Tasks and exercises ▸
1 - Decide whether each statement agrees with the guide on LTV volatility in B2B industries. For each, answer yes or no and quote the words of the guide that decide it: (a) The guide presents its list of volatile variables as complete. (b) Haentjens's research breaks down the sources of volatility into macro-environmental, industry, and firm categories. (c) The guide describes leveling off production capacity as usually easy in the real world.
2 - According to the guide on LTV volatility in B2B industries, why can changes to both internal and external factors affect LTV? Answer in one to three sentences.
3 - Extend the guide on LTV volatility in B2B industries, starting after its final sentence.

Source text ▸
┌──
Based partly on Mathias Haentjens’s research and partly on our CRM consulting observations, this brief guide suggests the factors that can trigger LTV volatility specifically in B2B industries, along with the way to add smart automation to LTV updates via a CRM system. 

First, acknowledge your volatile variables

As a forward-looking metric, LTV deals with future earnings, which means this metric may be affected by changes to both internal and external factors that it incorporates. So forecasting LTV correctly takes identifying and swiftly updating all the volatile variables present in the formula.

For example, Mathias Haentjens’s academic research titled Predictive Uncertainty in Customer Lifetime Value Predictions explores the risk-related sources of volatility in cash flows, breaking it down into macro-environmental, industry, and firm categories. According to the study, the volatility sources revolve around a company’s ability to deliver, that’s meeting the demand and sustaining customer satisfaction whatever the circumstances – be it new competitors on the market, key suppliers failing, imposing of new regulations, revamping of product lines, etc. Leveling off the production capacity would diminish the impact of volatility, yet in the real world it is frequently next to impossible.  

LTV volatility in B2B CRM

So, this takes us to the list of volatile variables affecting LTV in contractual relationships that are central to B2B industries. Though not complete, it can at least suggest a direction:

Related to the offering:

  • a new product/service added
  • a product/service revoked with no substitute
  • a change to pricing, e.g. an updated subscription plan

Related to competitiveness:

  • competing products springing up in the market
  • new distribution channels causing disruption in the industry

Second, know how to put LTV changes to use

Once the change factor is there, the entire group of stakeholders within an organization should recognize it. Bringing LTV calculations to a CRM system beyond mere LTV values is the prerequisite for keeping LTV both useful and manageable. 

LTV updates are likely to affect only selected customers at a time, providing they share the same attributes – size, industry, choice of products or services, subscription level, etc. As a holistic database of leads, opportunities and customers, CRM provides tools for customer segmentation. Such tools make it easy to sort the database by chosen criteria and get a comprehensive list of customers to undergo a change to their lifetime value.
└──
Dataset section ▸
┌──
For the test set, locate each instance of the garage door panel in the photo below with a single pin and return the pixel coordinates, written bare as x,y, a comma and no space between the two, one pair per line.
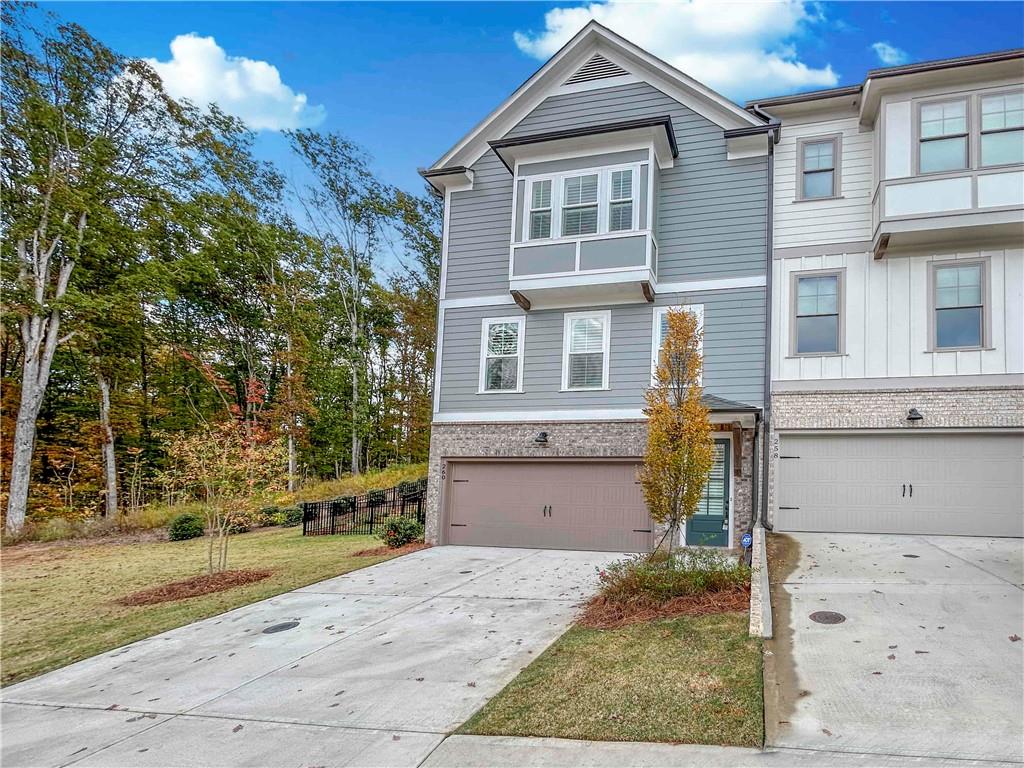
915,483
592,505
└──
Task-by-task answers ▸
1 -
(a) No: "Though not complete, it can at least suggest a direction"
(b) Yes: "breaking it down into macro-environmental, industry, and firm categories"
(c) No: "in the real world it is frequently next to impossible"

2 - LTV is a forward-looking metric that deals with future earnings. Because of this, changes to the internal and external factors it incorporates can affect it. Forecasting LTV correctly therefore requires identifying and swiftly updating all the volatile variables in its formula.

3 -
But making changes to each and every one manually? No way.

Enabling automated bulk updates within a CRM system can save time and reduce the risk of skipping some customers or making an error in calculations. This feature should allow selecting customer list(s) to be updated by a stipulated amount while providing an additional field or a comment box for stating the reason for such an update. This action should result in a massive homogenous change to all the selected customers.

Say, a SaaS company can opt for bulk-increasing the LTV for their enterprise customers with over 100 users after an introduction of a new differentiated licensing model with an upgraded line-up of extras. For more traditional order-based companies, for example, a home appliances vendor, an impetus for increasing the LTV for its retail partners would be the introduction of a complementary product, which would open new cross-selling opportunities. 

Keeping it fresh is key

It never hurts to reiterate how important it is to keep LTV updated and relevant at all times. Essentially, there are two key elements to this process. First, knowing what variables are floating within the corporate LTV formula. Second, effectively enabling these changes by making them visible to corporate stakeholders. Automation within the corporate CRM system makes it much easier with mechanisms for customer segmentation and bulk updates (read more on how CRM can help B2B companies generate more profit here).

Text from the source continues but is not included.